• Your objective: Your answer must be an exact transcription of every entry.

Referring expression data
··········
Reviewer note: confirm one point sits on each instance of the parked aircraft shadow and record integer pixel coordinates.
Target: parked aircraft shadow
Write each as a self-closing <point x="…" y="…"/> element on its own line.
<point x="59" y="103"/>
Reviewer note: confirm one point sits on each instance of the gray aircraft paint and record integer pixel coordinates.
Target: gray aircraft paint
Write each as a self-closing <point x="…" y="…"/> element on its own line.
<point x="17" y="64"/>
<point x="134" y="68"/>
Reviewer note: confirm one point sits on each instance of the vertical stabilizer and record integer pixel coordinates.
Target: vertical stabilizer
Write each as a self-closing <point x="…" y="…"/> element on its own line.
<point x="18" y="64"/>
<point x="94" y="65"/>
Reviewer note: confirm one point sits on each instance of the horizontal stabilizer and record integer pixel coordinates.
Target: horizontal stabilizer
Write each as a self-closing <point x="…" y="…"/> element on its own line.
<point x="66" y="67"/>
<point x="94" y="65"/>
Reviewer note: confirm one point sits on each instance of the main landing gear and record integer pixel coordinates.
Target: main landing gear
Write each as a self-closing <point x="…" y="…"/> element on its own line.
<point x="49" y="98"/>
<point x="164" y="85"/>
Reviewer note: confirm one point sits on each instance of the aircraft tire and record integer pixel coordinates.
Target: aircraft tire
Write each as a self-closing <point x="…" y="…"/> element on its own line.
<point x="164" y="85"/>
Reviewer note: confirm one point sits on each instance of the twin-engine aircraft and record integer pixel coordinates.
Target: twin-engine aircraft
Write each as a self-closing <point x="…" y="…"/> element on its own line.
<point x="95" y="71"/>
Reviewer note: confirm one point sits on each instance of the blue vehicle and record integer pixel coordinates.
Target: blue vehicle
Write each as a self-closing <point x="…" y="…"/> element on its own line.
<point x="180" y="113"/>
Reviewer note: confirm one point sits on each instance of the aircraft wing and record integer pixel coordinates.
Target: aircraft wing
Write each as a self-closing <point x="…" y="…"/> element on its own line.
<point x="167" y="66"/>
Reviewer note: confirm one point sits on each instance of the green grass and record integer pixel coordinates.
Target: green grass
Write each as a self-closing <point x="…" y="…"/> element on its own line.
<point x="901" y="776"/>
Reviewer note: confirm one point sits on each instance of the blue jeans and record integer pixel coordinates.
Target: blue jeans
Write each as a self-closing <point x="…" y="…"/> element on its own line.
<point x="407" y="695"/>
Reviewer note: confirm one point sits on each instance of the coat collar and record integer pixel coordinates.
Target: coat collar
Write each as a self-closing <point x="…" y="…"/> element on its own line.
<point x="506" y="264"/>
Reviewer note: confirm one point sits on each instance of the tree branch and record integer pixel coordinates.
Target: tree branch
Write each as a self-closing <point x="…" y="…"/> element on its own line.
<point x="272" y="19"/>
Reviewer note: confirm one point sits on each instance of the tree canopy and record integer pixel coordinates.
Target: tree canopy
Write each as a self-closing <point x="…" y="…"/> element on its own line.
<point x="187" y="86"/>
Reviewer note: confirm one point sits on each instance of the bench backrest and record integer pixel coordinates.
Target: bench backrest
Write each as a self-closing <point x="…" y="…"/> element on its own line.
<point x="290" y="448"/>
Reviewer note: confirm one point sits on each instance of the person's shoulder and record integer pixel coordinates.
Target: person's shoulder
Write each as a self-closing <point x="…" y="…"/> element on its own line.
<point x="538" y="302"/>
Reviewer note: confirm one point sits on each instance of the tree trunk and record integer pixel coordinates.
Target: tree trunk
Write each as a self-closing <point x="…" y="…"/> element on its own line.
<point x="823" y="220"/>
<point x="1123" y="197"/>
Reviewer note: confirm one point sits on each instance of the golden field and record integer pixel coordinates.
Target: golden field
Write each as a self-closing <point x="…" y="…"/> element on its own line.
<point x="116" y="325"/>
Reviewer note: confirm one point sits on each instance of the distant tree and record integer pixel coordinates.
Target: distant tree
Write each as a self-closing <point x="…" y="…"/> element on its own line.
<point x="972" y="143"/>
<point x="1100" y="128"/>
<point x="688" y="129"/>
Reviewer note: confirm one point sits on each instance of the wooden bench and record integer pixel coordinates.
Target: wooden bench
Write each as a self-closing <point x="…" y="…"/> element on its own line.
··········
• Finished task:
Reviewer note: confirm one point sits on each instance of the parked aircraft shadow and record integer pixel coordinates.
Target: parked aircraft shadow
Write each as a self-closing <point x="…" y="…"/> element on its own line.
<point x="59" y="103"/>
Reviewer note: confirm one point sits on each instance of the gray aircraft paint and record integer pixel coordinates.
Target: gray aircraft paint
Write each as a self-closing <point x="…" y="…"/> element on its own line.
<point x="17" y="64"/>
<point x="134" y="68"/>
Reviewer note: confirm one point sits on each instance of the vertical stabilizer and record integer pixel coordinates.
Target: vertical stabilizer
Write each as a self-closing <point x="…" y="…"/> element on its own line.
<point x="18" y="64"/>
<point x="94" y="65"/>
Reviewer note: confirm one point sits on each instance of the horizontal stabilizer and record integer pixel coordinates.
Target: horizontal stabilizer
Write each as a self-closing <point x="…" y="…"/> element on its own line.
<point x="66" y="67"/>
<point x="94" y="65"/>
Reviewer note: confirm one point sits on each instance of the main landing gear and record integer pixel coordinates.
Target: main landing gear
Write each as a self-closing <point x="…" y="…"/> element on its own line.
<point x="49" y="98"/>
<point x="164" y="85"/>
Reviewer note: confirm one point sits on each instance of the aircraft tire and record integer pixel coordinates.
Target: aircraft tire
Write each as a self-closing <point x="…" y="…"/> element on its own line.
<point x="164" y="85"/>
Reviewer note: confirm one point sits on each instance of the twin-engine aircraft and record integer pixel coordinates.
Target: twin-engine aircraft
Write each as a self-closing <point x="…" y="…"/> element on its own line.
<point x="95" y="71"/>
Reviewer note: confirm one point sits on each instance of the blue vehicle and record integer pixel coordinates.
Target: blue vehicle
Write each as a self-closing <point x="…" y="…"/> element on its own line.
<point x="180" y="113"/>
Reviewer note: confirm one point sits on each instance of the aircraft wing and record integer pixel coordinates.
Target: aircraft wing
Write each as a self-closing <point x="…" y="…"/> element on its own line.
<point x="167" y="66"/>
Reviewer note: confirm one point sits on each instance of the green grass and record integer pixel coordinates.
Target: green grass
Write each as a self-closing <point x="…" y="…"/> element on its own line.
<point x="901" y="776"/>
Reviewer note: confirm one point sits on each instance of the blue jeans and record integer pixel coordinates.
Target: blue jeans
Write each as a self-closing <point x="…" y="…"/> element on its own line.
<point x="407" y="695"/>
Reviewer note: confirm one point sits on each instance of the coat collar and record integer pixel coordinates.
Target: coat collar
Write each as a self-closing <point x="…" y="…"/> element on its own line.
<point x="506" y="264"/>
Reviewer note: confirm one point sits on each instance of the tree branch and record integer pixel coordinates.
Target: tree branch
Write each as a self-closing <point x="…" y="…"/> element on its own line.
<point x="272" y="19"/>
Reviewer note: confirm one point sits on each instance of the tree canopy and record integer pixel coordinates.
Target: tree canopy
Write each as a self-closing <point x="…" y="…"/> element on its own line.
<point x="187" y="86"/>
Reviewer note: confirm one point sits on each instance of the bench backrest and record integer pixel coordinates.
Target: bench backrest
Write each as a self-closing <point x="…" y="…"/> element on its own line.
<point x="290" y="448"/>
Reviewer note: confirm one point sits on each instance of the person's shoulder and record integer pixel coordinates.
Target: person's shoulder
Write each as a self-closing <point x="…" y="…"/> element on its own line.
<point x="538" y="302"/>
Reviewer note: confirm one point sits on each instance of the tree trunk and record integer pixel coordinates.
Target: tree trunk
Write each as a self-closing <point x="…" y="…"/> element on its own line.
<point x="823" y="220"/>
<point x="1123" y="197"/>
Reviewer note: confirm one point sits on each instance of the golden field and record integer pixel coordinates.
Target: golden field
Write each as a self-closing <point x="…" y="…"/> element on its own line.
<point x="116" y="325"/>
Reviewer note: confirm one point sits on each instance of the distant tree and record integer pixel coordinates.
Target: distant tree
Write each as a self-closing <point x="…" y="…"/> element on its own line.
<point x="972" y="143"/>
<point x="1100" y="128"/>
<point x="688" y="129"/>
Reviewer note: confirm one point sits on each instance of the wooden bench and record integer pixel coordinates.
Target: wooden bench
Write each as a self-closing <point x="…" y="…"/> element on its own line.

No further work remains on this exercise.